* [RECORD SET]
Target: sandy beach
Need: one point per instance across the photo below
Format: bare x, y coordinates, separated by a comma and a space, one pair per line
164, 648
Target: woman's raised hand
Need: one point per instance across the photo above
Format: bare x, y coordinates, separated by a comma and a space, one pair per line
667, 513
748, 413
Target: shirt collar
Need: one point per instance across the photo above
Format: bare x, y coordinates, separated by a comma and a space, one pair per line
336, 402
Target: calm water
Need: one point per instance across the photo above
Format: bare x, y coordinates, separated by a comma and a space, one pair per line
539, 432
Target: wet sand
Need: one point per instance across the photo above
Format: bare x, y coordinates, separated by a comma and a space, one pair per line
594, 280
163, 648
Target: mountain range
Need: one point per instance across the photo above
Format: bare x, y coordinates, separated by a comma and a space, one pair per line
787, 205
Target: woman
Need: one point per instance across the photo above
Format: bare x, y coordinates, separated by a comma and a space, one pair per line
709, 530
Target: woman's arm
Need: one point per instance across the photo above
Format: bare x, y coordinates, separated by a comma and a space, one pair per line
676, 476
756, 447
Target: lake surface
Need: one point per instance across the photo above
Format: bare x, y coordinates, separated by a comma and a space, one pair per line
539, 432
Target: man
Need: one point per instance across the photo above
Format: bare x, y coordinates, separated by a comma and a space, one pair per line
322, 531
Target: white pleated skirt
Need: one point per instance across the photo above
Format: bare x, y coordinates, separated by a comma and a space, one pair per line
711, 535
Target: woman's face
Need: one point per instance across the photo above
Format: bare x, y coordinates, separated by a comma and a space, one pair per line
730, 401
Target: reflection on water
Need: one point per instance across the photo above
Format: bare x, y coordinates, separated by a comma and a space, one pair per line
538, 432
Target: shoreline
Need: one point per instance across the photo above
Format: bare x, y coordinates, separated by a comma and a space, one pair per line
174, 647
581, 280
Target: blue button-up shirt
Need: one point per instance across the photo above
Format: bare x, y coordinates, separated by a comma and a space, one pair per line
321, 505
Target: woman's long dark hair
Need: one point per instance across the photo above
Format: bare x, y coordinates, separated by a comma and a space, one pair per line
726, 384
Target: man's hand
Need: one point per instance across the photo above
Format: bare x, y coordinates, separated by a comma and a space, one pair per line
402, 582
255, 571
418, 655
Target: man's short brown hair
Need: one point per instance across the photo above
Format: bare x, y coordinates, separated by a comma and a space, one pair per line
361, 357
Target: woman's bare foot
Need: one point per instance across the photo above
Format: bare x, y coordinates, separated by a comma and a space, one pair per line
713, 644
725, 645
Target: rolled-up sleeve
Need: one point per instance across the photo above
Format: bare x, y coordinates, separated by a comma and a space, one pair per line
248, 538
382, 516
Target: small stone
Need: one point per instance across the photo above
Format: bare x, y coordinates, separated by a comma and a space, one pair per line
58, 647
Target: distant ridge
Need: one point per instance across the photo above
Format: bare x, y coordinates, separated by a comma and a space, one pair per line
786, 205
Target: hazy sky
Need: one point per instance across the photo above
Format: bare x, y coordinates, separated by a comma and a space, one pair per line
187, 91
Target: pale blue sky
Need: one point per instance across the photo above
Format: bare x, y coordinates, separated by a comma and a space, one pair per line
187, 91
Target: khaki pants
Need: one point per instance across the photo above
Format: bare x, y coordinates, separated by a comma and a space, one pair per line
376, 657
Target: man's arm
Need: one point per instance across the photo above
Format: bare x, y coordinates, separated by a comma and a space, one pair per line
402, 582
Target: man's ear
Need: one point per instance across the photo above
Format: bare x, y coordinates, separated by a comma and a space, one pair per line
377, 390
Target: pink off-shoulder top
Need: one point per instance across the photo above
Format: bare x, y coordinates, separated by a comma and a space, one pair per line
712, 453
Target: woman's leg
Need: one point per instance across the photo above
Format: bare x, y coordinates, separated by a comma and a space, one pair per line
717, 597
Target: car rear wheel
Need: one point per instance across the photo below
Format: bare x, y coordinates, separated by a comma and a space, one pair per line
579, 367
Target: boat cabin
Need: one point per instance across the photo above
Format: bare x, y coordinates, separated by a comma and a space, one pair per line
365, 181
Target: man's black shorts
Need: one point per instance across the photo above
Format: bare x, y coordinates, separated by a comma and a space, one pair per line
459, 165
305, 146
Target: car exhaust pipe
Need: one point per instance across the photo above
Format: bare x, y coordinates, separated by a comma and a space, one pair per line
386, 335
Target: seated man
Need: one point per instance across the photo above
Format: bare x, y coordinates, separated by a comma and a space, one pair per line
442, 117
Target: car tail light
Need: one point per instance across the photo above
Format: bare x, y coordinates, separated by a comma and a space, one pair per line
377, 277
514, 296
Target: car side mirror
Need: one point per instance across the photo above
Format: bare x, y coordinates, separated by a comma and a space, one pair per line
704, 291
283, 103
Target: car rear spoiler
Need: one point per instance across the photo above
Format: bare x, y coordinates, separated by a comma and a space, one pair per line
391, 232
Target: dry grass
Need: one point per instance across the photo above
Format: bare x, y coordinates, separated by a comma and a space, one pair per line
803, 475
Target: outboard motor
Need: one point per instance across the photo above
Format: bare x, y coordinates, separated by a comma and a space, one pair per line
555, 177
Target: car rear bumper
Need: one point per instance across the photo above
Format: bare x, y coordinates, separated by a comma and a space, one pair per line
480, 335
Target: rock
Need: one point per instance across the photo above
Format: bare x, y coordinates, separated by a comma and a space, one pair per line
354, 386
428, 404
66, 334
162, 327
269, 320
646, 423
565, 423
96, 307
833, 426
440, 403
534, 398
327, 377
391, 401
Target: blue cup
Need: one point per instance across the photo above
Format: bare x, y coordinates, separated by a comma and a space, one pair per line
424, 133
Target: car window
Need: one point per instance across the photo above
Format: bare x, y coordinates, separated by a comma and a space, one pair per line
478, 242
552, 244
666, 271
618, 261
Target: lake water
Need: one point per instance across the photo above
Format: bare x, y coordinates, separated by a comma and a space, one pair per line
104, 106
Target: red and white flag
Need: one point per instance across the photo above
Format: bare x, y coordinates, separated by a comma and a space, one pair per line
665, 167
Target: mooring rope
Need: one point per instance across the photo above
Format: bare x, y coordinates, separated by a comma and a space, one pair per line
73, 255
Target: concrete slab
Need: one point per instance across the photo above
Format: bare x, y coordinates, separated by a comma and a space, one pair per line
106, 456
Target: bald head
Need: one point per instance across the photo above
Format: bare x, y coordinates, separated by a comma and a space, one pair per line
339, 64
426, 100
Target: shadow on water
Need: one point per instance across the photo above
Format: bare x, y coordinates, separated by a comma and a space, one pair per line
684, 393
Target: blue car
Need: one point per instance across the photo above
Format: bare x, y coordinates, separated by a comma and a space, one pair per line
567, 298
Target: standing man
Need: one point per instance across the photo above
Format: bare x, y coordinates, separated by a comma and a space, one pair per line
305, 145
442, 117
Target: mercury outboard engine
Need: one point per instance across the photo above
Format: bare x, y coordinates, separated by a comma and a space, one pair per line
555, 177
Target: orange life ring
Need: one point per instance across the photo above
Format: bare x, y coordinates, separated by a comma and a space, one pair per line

* [WORK ORDER]
The full set of records above is to be printed exactly as it appears.

* [EXERCISE RESULT]
Target: sandy beach
Need: one point per instance across the photo below
Format: bare x, y coordinates, separated by a comma and a space, one pair per line
164, 648
Target: woman's raised hand
Need: one point per instance across the photo above
Format: bare x, y coordinates, separated by a comma and a space, one pair per line
667, 513
748, 413
Target: shirt collar
Need: one point per instance across the photo above
Format: bare x, y coordinates, separated by a comma and a space, one pair per line
336, 402
Target: calm water
Need: one point per instance across the photo above
Format: bare x, y coordinates, separated by a comma and a space, one pair per line
539, 432
Target: wet sand
Need: one point per instance across the photo above
Format: bare x, y coordinates, separated by a comma and a space, one pair per line
594, 280
163, 648
Target: mountain range
Need: one point per instance across the photo above
Format: bare x, y coordinates, separated by a comma and a space, one pair per line
787, 205
Target: woman
Need: one point per instance across the photo above
Format: bare x, y coordinates, separated by a comma and a space, one pair per line
709, 530
Target: woman's arm
Need: one point per instance across the photo above
Format: bare x, y coordinates, separated by a comma and a space, one pair per line
676, 476
756, 447
Target: lake surface
Need: one point per instance across the photo above
Format: bare x, y coordinates, separated by a comma and a space, one pair per line
539, 432
Target: man
Need: one point per instance across the photo above
Format: bare x, y coordinates, separated by a comma and a space, one pair per line
322, 531
Target: white pleated skirt
Need: one point per instance across the photo above
Format: bare x, y coordinates, separated by a comma and a space, one pair per line
711, 535
Target: woman's face
Need: one point per instance across the photo above
Format: bare x, y coordinates, separated by a comma and a space, one pair per line
730, 401
Target: reflection on water
Need: one point per instance across the photo above
Format: bare x, y coordinates, separated by a comma and a space, one pair per line
538, 432
Target: shoreline
Need: one point per instance across the photo above
Format: bare x, y coordinates, separated by a comma and a space, one pair per line
174, 647
581, 280
Target: blue button-up shirt
Need: one point per instance across the photo above
Format: bare x, y coordinates, separated by a comma and a space, one pair per line
321, 505
Target: woman's long dark hair
Need: one point per instance across the photo above
Format: bare x, y coordinates, separated by a comma and a space, one pair per line
726, 384
Target: man's hand
Need: one point per instance across the photo above
Format: bare x, y coordinates, separated by a comma and a space, one pair per line
402, 582
255, 571
418, 655
Target: man's short brown hair
Need: one point per instance across the photo above
Format: bare x, y coordinates, separated by a comma and a space, one pair per line
361, 357
Target: woman's bare foot
Need: one point per instance across the photo above
Format: bare x, y coordinates, separated by a comma and a space, one pair per line
713, 644
725, 645
Target: rolled-up sleeve
Need: one point per instance across the photo above
Format: bare x, y coordinates, separated by a comma and a space, one pair per line
248, 538
382, 516
Target: small stone
Need: one point per instance across the photo above
Format: bare x, y coordinates, separated by a comma and a space, one pair per line
58, 647
Target: distant ridge
Need: one point per instance across the photo above
Format: bare x, y coordinates, separated by a comma and a space, one pair per line
786, 205
Target: hazy sky
Need: one point per instance across the photo above
Format: bare x, y coordinates, separated by a comma and a space, one pair per line
187, 91
Target: pale blue sky
Need: one point per instance across the photo above
Format: bare x, y coordinates, separated by a comma and a space, one pair per line
187, 91
Target: khaki pants
Need: one point per instance across the photo above
Format: bare x, y coordinates, separated by a comma and a space, one pair per line
376, 657
Target: man's arm
Need: one point per instance across the photo above
Format: bare x, y coordinates, separated by a comma and a space, one pair per line
402, 582
Target: man's ear
Need: one point per instance across the photo above
Format: bare x, y coordinates, separated by a comma and a space, one pair per line
377, 390
Target: pink off-shoulder top
Need: one point per instance across the photo above
Format: bare x, y coordinates, separated by a comma and a space, one pair per line
712, 453
Target: woman's leg
Need: one point per instance across the photo above
Format: bare x, y coordinates, separated by a comma and a space, one pair per line
717, 597
Target: car rear wheel
Need: one point per instance across the photo below
Format: bare x, y coordinates, separated by a comma and a space, one pair per line
579, 367
Target: boat cabin
Need: one point per instance across the photo above
Format: bare x, y coordinates, separated by a comma and a space, one pair per line
365, 181
Target: man's black shorts
Need: one point per instance across the photo above
Format: bare x, y coordinates, separated by a comma and a space, one pair per line
459, 165
305, 146
Target: car exhaust pipe
Need: one point per instance across the photo above
Format: bare x, y coordinates, separated by a comma and a space, one pair per line
386, 335
Target: seated man
Need: one point per instance across the photo above
Format: bare x, y coordinates, separated by a comma and a space, one pair per line
442, 117
Target: car tail light
Need: one point per instance across the photo above
Format: bare x, y coordinates, separated by a comma and a space, one pair per line
377, 277
514, 296
Target: car side mirror
Need: one point per instance across the photo above
Format: bare x, y coordinates, separated by a comma and a space, one pair per line
704, 291
283, 103
Target: car rear spoiler
Need: one point per instance across the photo above
Format: bare x, y coordinates, separated by a comma and a space, one pair per line
391, 232
Target: dry grass
Need: one point per instance across the photo above
Format: bare x, y coordinates, separated by a comma and a space, one pair per line
803, 475
Target: outboard motor
Need: one point per instance across the photo above
Format: bare x, y coordinates, separated by a comma and a space, one pair per line
555, 177
Target: car rear bumper
Need: one point per instance across the photo above
Format: bare x, y coordinates, separated by a comma and a space, one pair per line
480, 335
Target: rock
Need: one point per instance across the photo above
Format: bare x, y coordinates, separated by a comma and a space, one pair per line
354, 386
428, 404
66, 334
162, 327
269, 320
646, 423
565, 423
96, 307
833, 426
440, 403
534, 398
327, 377
391, 401
Target: blue cup
Need: one point per instance across the photo above
Format: bare x, y coordinates, separated by a comma and a space, one pair per line
424, 133
Target: car window
Need: one point per instance across the photo above
Format: bare x, y coordinates, separated by a comma and a space, one pair per line
478, 242
552, 244
666, 271
618, 261
Target: lake water
Need: one point per instance across the photo above
Format: bare x, y coordinates, separated by a comma and a space, one pair per line
104, 106
Target: red and white flag
Need: one point per instance across the photo above
Format: bare x, y coordinates, separated by a comma and a space, one pair per line
665, 167
Target: mooring rope
Need: one point per instance across the photo above
Format: bare x, y coordinates, separated by a comma and a space, one pair per line
73, 255
Target: concrete slab
Need: one point per instance across the photo above
Format: bare x, y coordinates, separated by a comma and a space, one pair per line
106, 456
Target: bald head
Need: one point per instance across the photo above
Format: bare x, y coordinates, separated by a comma and a space, one pair per line
339, 64
426, 100
Target: shadow on water
Need: one point per instance across the photo above
Format: bare x, y coordinates, separated by a comma and a space, one pair per line
684, 393
Target: blue car
Need: one point per instance across the photo above
Format: bare x, y coordinates, separated by a comma and a space, one pair per line
567, 298
Target: standing man
Need: one point per instance across the photo above
Format: bare x, y coordinates, separated by a comma and a space, one pair per line
305, 145
442, 117
Target: mercury outboard engine
Need: one point per instance across the photo above
Format: bare x, y coordinates, separated by a comma and a space, one pair per line
555, 177
Target: orange life ring
Need: one point per instance across the photo above
Format: bare x, y coordinates, separated by a comma and a space, one pair per line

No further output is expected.